Switch every "silhouetted" in the data below to "backlit" and give the data back with everything else unchanged. Leave the pictures out of your answer.

======

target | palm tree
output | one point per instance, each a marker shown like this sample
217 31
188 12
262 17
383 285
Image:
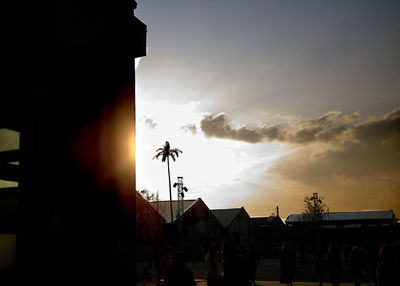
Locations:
165 152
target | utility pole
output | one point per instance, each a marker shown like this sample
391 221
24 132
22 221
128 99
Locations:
179 216
317 218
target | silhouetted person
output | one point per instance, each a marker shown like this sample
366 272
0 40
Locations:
178 274
252 260
165 262
334 264
211 261
236 270
288 263
356 265
319 266
389 269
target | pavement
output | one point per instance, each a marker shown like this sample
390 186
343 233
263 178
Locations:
202 282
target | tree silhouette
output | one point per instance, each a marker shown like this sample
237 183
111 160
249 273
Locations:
165 152
314 207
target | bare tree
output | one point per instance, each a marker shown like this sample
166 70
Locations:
149 196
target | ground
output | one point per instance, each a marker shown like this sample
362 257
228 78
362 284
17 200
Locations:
268 274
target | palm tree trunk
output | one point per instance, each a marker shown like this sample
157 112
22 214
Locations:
170 193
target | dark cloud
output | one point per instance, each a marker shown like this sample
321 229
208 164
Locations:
190 128
219 127
362 172
333 127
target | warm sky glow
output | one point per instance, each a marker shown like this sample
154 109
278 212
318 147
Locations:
272 100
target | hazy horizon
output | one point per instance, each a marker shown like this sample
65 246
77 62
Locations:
271 101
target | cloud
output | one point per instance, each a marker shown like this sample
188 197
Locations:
150 123
190 128
219 127
332 127
362 172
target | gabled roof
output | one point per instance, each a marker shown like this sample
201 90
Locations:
163 208
226 216
347 216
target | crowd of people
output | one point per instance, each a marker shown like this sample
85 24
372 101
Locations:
379 263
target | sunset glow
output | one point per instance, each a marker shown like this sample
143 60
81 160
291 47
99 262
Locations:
272 101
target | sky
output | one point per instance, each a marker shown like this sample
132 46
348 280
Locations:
271 101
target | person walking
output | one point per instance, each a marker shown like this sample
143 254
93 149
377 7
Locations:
178 274
334 264
211 262
288 263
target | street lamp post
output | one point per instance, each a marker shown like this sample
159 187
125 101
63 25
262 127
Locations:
181 195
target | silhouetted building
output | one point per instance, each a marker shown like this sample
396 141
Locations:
71 97
235 223
199 227
358 226
149 223
267 233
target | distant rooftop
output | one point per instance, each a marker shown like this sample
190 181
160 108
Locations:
347 216
164 209
226 216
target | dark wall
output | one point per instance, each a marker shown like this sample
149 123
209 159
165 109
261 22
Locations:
72 76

======

→ **Exercise output**:
target | palm tree
output | one point per instance, each a marker shown like this sample
217 31
188 12
262 17
383 285
Image:
Locations:
165 152
target | utility pole
output | one point per instance, each a marker shown like this sample
391 221
24 132
22 221
128 99
Locations:
179 216
317 218
target | backlit person
output | one point per instance, each a marker shown like this sample
366 272
0 40
Locations:
178 274
252 260
165 262
334 264
211 261
236 270
288 263
356 265
319 266
389 269
target | pavement
output | one point per instance, each a marker shown like this sample
390 186
343 233
263 178
Locations:
202 282
target | tree silhouette
output | one point per instance, each a marker shown like this sample
237 183
111 160
249 273
Locations:
165 152
314 207
target | bare tree
output | one point per instance, each a marker shown like this sample
166 70
Locations:
149 196
target | ground
output | one point per instance, each a marker shown like this sample
362 257
228 78
362 284
17 200
Locations:
268 274
target | palm tree trunk
output | one point per instance, each a marker shown like this sample
157 112
22 214
Locations:
170 193
target | dark cloud
output | one point per instance, each a marker shown like this sample
321 229
208 164
Locations:
190 128
219 127
362 172
333 127
target | warm sky glow
output | one point per instance, each a marker shown like this sample
154 109
278 212
318 147
Locations:
272 100
target | hazy horizon
output | one point per instance, each a marker shown like this sample
65 246
77 62
Locations:
271 101
target | cloud
output | one point per instance, each a marker shown like this sample
188 197
Locations:
150 123
190 128
219 127
332 127
362 172
target | gabled roof
output | one point per instance, each a marker shown like this sample
201 90
Locations:
163 208
226 216
347 216
target | crowd of people
output | one point per instance, each a marker shown like this sample
85 24
372 101
Locations:
379 263
target | sunset glow
output | one point per instance, each a marker shown like this sample
143 60
81 160
291 47
99 262
Locations:
272 101
target | sky
output | one point per instance, each a marker shown like this sample
132 46
348 280
Locations:
271 101
target | person walking
output | one point per instance, each a marker shown like this sample
143 254
93 149
377 7
Locations:
178 274
334 264
211 262
288 263
target | street lamp post
output | one point per instance, each a marker shown like this sample
159 187
125 101
63 25
262 127
Locations:
181 195
target | backlit building
output | one point per instance, each a marker shown like this sample
396 141
Locations:
71 97
235 223
199 227
358 226
149 223
267 233
target | distant rooftop
output | one point per instance, each a marker shown like this sample
190 181
160 108
Locations:
347 216
164 209
226 216
target | dark wall
output | one point per instance, each a marker shown like this sample
149 123
209 159
165 109
261 22
Locations:
72 76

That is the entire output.